The virus was first detected this year in a Davis County mosquito pool last month. Although, there haven’t been any human cases, so far, department officials say the positive pools indicate there is a risk of becoming infected.
While most people who get infected don’t feel symptoms, it can cause fever, headache, body aches, nausea, or rashes and even hospitalization or death, in extreme cases.
“West Nile virus has an annual presence in Utah and it isn’t going away,” said Hannah Rettler, the vector-borne/zoonotic epidemiologist at the Utah Department of Health and Human Services, in a statement Monday. “Now is a good time to protect yourself from Mosquito bites and work to eliminate Mosquito breeding sites around your home.”
If you’re heading outdoors or even just outside your home, the department has these recommendations:
- Wear long sleeves, long pants and socks while outdoors. Use an insect repellent with 20% to 30% DEET. This is safe to use during pregnancy, but repellents are not recommended for children younger than 2 months of age.

==*==

→ TASK 1: Name each symptom of infection listed in the West Nile virus text.
→ TASK 2: Pick up the West Nile virus text after its final sentence and keep writing it.

→ MATERIAL SUPPLIED:
==*==

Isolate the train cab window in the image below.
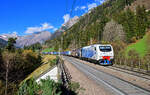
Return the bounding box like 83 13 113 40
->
99 46 111 52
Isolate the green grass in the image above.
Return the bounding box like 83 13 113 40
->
25 55 56 80
125 35 148 57
42 48 54 52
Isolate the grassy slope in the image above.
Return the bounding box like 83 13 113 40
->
25 55 56 80
125 34 148 57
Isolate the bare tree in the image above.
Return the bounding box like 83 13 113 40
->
2 51 14 95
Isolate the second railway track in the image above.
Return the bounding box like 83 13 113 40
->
64 57 150 95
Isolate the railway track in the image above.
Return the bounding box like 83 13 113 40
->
64 57 150 95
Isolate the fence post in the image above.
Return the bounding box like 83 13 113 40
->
123 58 126 69
139 58 141 71
147 62 149 72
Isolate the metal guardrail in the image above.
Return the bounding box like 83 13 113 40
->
58 58 72 86
113 56 150 75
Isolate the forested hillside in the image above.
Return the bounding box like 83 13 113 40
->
46 0 150 53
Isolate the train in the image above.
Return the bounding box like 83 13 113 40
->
43 44 114 65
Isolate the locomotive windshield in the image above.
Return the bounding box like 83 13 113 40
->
99 46 111 52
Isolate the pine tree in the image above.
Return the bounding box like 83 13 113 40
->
135 6 148 39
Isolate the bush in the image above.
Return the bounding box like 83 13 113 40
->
18 78 80 95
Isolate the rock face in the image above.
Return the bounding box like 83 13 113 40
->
51 16 79 39
16 31 51 48
0 33 18 41
0 38 7 48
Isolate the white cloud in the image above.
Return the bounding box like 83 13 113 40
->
88 3 97 10
75 6 86 11
80 6 86 10
75 6 80 11
63 14 70 23
25 23 54 34
53 28 58 31
95 0 105 4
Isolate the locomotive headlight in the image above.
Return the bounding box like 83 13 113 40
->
110 56 114 59
99 56 103 59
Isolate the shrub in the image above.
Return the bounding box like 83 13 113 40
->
18 77 80 95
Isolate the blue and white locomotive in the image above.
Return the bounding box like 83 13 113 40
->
80 44 114 65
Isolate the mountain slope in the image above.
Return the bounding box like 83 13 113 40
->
51 16 79 40
0 38 7 48
16 31 51 47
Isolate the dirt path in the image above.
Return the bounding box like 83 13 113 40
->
64 57 112 95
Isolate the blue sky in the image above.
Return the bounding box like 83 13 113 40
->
0 0 104 35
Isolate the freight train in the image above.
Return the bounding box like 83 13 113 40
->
42 44 114 65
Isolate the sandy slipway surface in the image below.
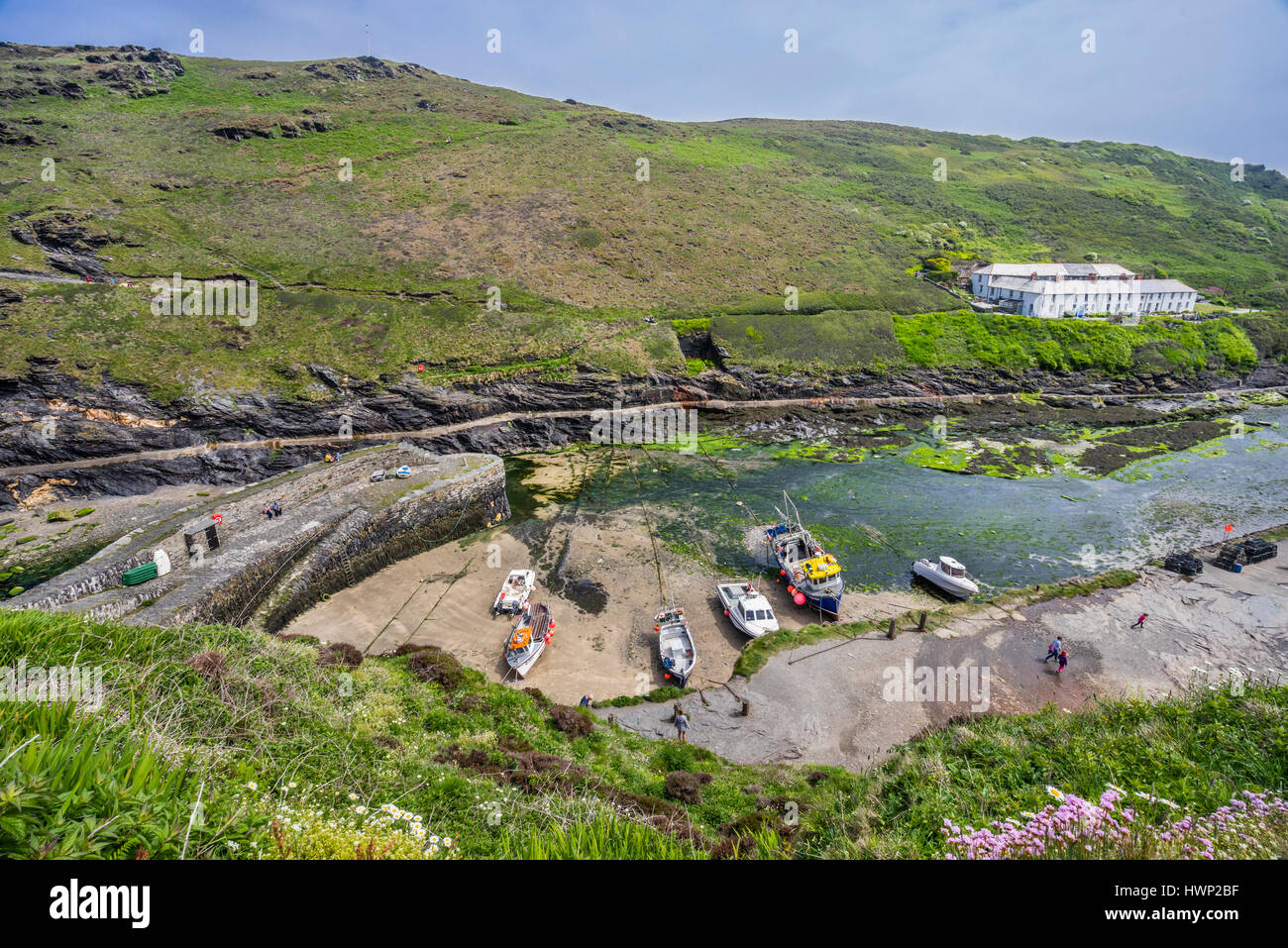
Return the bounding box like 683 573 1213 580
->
282 507 936 703
599 555 1288 769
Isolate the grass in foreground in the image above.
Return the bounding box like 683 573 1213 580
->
0 612 1288 859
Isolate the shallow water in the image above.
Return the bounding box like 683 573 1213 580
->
511 408 1288 591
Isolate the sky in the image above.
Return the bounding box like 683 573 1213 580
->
0 0 1288 172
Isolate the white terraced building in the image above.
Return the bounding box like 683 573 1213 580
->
970 263 1198 318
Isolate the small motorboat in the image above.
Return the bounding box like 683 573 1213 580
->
716 579 778 639
505 603 554 678
653 606 698 687
912 557 979 599
492 570 537 616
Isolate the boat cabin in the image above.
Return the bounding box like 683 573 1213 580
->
939 557 966 578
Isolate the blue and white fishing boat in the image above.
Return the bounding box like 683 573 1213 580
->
765 490 845 616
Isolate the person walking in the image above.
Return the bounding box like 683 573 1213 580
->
675 707 690 745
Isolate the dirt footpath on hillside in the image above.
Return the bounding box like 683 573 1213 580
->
599 555 1288 769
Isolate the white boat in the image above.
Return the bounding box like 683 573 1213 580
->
716 579 778 639
653 606 698 687
505 603 554 678
912 557 979 599
492 570 537 616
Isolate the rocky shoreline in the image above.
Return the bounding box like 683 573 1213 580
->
0 360 1288 510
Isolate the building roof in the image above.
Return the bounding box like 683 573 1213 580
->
989 277 1195 296
971 263 1133 279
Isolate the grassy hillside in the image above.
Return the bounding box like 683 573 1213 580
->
709 310 1256 376
0 44 1288 394
0 612 1288 858
0 47 1288 305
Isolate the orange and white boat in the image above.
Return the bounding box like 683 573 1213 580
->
505 603 554 678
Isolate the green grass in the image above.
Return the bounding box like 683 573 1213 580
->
0 612 1288 859
0 42 1288 399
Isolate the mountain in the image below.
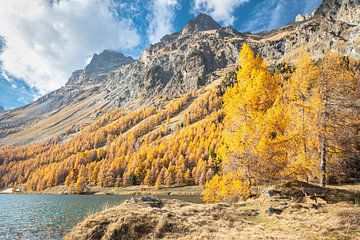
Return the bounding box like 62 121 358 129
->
0 0 360 145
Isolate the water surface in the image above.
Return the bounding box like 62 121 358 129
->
0 194 200 240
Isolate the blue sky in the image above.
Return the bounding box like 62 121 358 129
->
0 0 321 109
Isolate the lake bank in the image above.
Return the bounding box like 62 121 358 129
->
0 185 203 196
0 194 201 240
64 182 360 240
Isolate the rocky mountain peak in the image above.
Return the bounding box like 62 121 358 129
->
182 13 221 34
314 0 360 25
85 50 135 74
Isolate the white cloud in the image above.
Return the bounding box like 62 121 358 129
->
0 0 140 93
147 0 178 43
193 0 249 25
241 0 322 32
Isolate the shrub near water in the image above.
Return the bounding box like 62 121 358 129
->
202 173 251 203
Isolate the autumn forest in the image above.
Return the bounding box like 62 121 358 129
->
0 44 360 202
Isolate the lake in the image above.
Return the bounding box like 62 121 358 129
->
0 194 201 240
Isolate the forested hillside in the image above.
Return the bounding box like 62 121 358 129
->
0 44 360 199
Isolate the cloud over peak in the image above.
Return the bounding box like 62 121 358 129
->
0 0 140 93
193 0 249 25
147 0 179 43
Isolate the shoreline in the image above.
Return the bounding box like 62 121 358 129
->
0 185 203 196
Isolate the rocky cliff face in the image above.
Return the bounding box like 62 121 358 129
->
0 0 360 145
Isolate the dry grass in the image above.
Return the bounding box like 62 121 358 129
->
65 183 360 240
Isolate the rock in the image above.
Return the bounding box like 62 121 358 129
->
181 13 220 35
263 189 280 197
265 207 284 215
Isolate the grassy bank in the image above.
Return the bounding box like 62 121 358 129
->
65 182 360 240
30 185 202 196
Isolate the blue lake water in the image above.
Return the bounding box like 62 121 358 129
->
0 194 200 240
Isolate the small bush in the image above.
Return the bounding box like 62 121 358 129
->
202 173 251 203
352 192 360 205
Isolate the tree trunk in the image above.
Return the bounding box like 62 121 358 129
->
320 135 327 187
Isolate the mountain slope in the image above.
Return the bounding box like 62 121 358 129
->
0 0 360 145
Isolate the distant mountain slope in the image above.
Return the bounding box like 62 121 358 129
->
0 0 360 145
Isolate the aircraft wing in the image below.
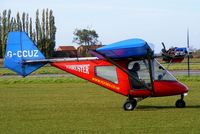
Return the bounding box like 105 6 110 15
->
96 38 153 58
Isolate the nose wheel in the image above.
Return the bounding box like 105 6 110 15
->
176 94 185 108
123 96 137 111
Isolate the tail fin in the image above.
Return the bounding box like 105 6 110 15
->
4 32 46 76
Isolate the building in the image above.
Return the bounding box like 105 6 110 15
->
55 46 77 57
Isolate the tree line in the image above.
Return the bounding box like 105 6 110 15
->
0 8 56 58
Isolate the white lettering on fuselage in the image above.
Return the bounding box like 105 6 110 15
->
6 50 39 58
66 64 90 74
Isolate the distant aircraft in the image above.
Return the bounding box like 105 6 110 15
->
4 32 188 111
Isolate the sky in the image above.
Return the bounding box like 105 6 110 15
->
0 0 200 52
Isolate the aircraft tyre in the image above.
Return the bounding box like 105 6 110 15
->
123 99 137 111
176 99 185 108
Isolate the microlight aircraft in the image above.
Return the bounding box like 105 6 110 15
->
4 32 188 111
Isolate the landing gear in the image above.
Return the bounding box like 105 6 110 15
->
176 94 185 108
123 96 137 111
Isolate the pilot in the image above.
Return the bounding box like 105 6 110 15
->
129 62 140 79
129 62 143 89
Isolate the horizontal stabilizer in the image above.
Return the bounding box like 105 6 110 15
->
4 32 46 76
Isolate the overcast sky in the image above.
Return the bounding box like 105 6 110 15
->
0 0 200 52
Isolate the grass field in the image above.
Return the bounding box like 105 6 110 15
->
0 76 200 134
0 58 200 75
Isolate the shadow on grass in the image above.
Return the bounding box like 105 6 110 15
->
136 105 200 110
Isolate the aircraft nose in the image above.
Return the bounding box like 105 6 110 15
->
179 82 189 93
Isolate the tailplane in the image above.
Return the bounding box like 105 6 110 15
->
4 32 46 76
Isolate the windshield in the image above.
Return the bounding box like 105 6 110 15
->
153 60 177 81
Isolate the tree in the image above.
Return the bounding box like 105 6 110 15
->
73 29 99 46
73 29 99 56
0 9 56 57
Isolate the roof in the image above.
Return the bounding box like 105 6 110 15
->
56 46 76 51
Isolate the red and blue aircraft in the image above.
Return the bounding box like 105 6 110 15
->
4 32 188 111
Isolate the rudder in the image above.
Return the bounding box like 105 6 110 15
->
4 32 46 76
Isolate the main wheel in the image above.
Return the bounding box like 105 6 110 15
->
123 99 137 111
176 99 185 108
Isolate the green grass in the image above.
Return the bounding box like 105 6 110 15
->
0 76 200 134
0 59 200 75
163 63 200 71
0 65 66 75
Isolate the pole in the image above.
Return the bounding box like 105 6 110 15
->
187 29 190 77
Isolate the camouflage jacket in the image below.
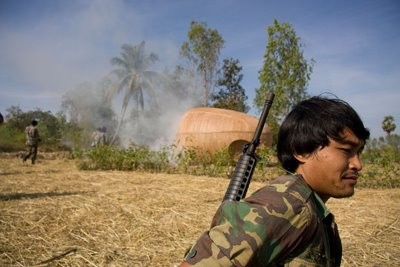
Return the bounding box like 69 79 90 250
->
25 125 40 146
185 175 342 267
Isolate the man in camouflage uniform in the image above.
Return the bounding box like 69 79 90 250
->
22 119 41 164
180 97 369 267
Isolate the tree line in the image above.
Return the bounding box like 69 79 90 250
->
2 20 395 153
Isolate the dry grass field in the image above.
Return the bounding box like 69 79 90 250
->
0 157 400 266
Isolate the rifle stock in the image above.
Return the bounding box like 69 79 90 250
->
223 93 275 201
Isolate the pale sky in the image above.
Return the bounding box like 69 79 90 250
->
0 0 400 137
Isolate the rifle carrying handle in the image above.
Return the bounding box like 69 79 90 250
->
223 93 275 201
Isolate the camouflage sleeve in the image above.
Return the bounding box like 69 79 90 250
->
186 187 315 266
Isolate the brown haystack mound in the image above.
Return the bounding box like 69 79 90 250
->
0 158 400 266
176 107 272 156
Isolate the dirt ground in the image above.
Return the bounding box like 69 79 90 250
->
0 157 400 266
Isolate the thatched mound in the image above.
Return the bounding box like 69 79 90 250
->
176 107 272 157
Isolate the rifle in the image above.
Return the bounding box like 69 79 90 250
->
223 93 275 201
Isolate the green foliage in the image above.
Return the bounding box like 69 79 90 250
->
212 58 249 113
359 138 400 188
254 20 312 142
108 41 159 144
180 21 225 106
78 145 170 172
382 116 396 135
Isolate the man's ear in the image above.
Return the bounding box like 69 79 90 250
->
294 154 310 163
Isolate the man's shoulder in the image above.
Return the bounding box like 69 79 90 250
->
248 175 312 205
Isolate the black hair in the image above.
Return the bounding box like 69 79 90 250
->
277 96 369 172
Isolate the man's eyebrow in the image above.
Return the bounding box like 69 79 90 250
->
338 139 365 149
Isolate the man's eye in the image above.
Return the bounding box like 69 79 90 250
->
339 147 352 154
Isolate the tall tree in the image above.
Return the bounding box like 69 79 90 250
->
382 115 396 136
110 41 158 143
254 20 313 141
181 21 225 106
212 58 249 113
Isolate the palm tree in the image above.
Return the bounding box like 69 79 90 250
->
109 41 158 144
382 115 396 136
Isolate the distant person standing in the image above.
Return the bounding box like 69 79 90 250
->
23 119 42 164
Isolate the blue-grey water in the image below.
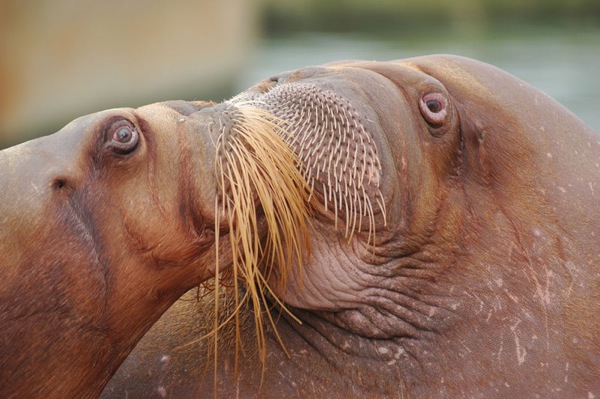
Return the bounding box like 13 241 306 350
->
236 30 600 131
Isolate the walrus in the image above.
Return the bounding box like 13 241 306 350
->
0 56 600 397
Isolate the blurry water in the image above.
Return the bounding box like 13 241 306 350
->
236 31 600 131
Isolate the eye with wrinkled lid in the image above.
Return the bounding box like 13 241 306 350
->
109 119 139 154
419 93 448 126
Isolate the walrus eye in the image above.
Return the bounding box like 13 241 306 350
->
419 93 448 126
109 119 140 155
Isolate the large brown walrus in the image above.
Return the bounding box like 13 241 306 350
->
0 56 600 398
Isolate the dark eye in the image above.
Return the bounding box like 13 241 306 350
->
109 119 140 155
425 100 444 114
419 93 448 126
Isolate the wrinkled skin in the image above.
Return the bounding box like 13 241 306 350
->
0 57 600 398
105 56 600 398
0 102 234 398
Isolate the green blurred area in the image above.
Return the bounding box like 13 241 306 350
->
263 0 600 36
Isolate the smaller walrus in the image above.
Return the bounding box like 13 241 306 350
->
0 56 600 397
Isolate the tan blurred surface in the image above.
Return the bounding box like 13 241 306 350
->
0 0 258 148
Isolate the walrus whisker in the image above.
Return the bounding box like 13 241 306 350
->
215 102 309 376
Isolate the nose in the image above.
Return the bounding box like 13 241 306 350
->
0 127 89 228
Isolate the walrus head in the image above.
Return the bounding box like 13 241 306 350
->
0 102 309 396
0 57 600 396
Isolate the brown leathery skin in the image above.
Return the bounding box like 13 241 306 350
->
0 102 227 398
104 56 600 398
0 56 600 398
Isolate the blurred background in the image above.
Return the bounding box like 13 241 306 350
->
0 0 600 148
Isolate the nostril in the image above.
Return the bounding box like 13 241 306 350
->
52 177 67 190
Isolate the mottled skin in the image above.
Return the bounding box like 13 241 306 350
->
105 56 600 398
0 102 231 398
0 56 600 398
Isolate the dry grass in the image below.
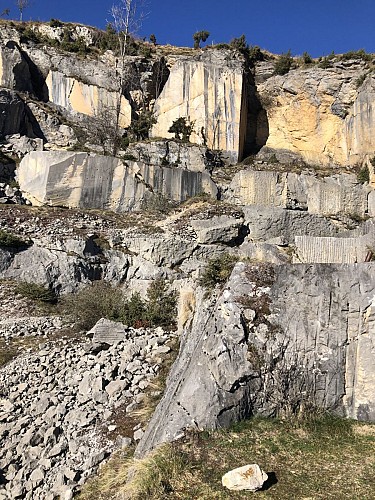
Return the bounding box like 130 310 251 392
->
78 416 375 500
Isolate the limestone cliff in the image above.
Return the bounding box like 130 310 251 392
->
136 263 375 456
0 25 375 166
151 50 246 162
258 61 375 165
18 151 217 212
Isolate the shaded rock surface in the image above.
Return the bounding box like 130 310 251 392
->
17 151 217 212
0 323 176 500
136 263 375 456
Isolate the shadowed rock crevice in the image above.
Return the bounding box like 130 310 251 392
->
240 71 269 160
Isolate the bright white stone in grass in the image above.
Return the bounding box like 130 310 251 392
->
221 464 268 491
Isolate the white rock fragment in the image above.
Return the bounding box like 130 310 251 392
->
221 464 268 491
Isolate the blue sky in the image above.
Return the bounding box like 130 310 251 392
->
0 0 375 57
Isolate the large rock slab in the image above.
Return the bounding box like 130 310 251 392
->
258 60 375 165
221 464 268 491
223 170 371 217
18 151 217 212
136 263 375 456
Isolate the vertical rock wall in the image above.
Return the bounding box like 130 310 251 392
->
46 71 131 128
151 50 246 162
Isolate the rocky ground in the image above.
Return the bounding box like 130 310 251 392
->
0 285 178 500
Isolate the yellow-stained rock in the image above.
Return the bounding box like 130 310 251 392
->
258 62 375 165
46 71 131 128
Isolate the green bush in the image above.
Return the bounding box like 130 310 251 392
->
199 253 237 290
318 57 332 69
127 110 156 142
146 278 177 329
61 281 124 330
15 281 57 304
302 52 314 64
193 31 210 49
168 116 194 142
62 278 177 330
341 49 373 62
0 229 29 248
247 45 264 64
49 18 64 28
229 35 248 52
274 50 293 75
355 73 367 89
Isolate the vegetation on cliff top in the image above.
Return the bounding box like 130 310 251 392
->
78 416 375 500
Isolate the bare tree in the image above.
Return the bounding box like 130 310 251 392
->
16 0 30 21
106 0 145 150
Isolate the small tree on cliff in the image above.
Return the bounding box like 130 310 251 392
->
16 0 30 21
168 116 194 142
193 31 210 49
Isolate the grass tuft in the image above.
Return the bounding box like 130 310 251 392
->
78 415 375 500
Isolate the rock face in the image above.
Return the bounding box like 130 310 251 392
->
151 50 246 162
137 263 375 456
223 170 371 217
258 60 375 165
18 151 216 212
46 71 131 128
0 89 41 138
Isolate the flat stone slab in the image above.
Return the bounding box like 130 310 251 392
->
221 464 268 491
87 318 126 345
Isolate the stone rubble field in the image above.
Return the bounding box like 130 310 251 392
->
0 318 176 500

==*==

→ FINAL ANSWER 1: Fever, headache, body aches, nausea, and rashes.

→ FINAL ANSWER 2:
- Consider rescheduling outdoor activities that occur in the evening or early morning because the hours from dusk to dawn are peak biting times for many mosquitoes.
- Remove any puddles of water or standing water, including in pet dishes, flower pots, wading and swimming pools, buckets, tarps and tires. Mosquitoes lay their eggs in standing water.
- Report bodies of stagnant water to your local Mosquito Abatement District.
- Keep doors, windows and screens in good condition and make sure they fit tightly, so mosquitoes don’t get in.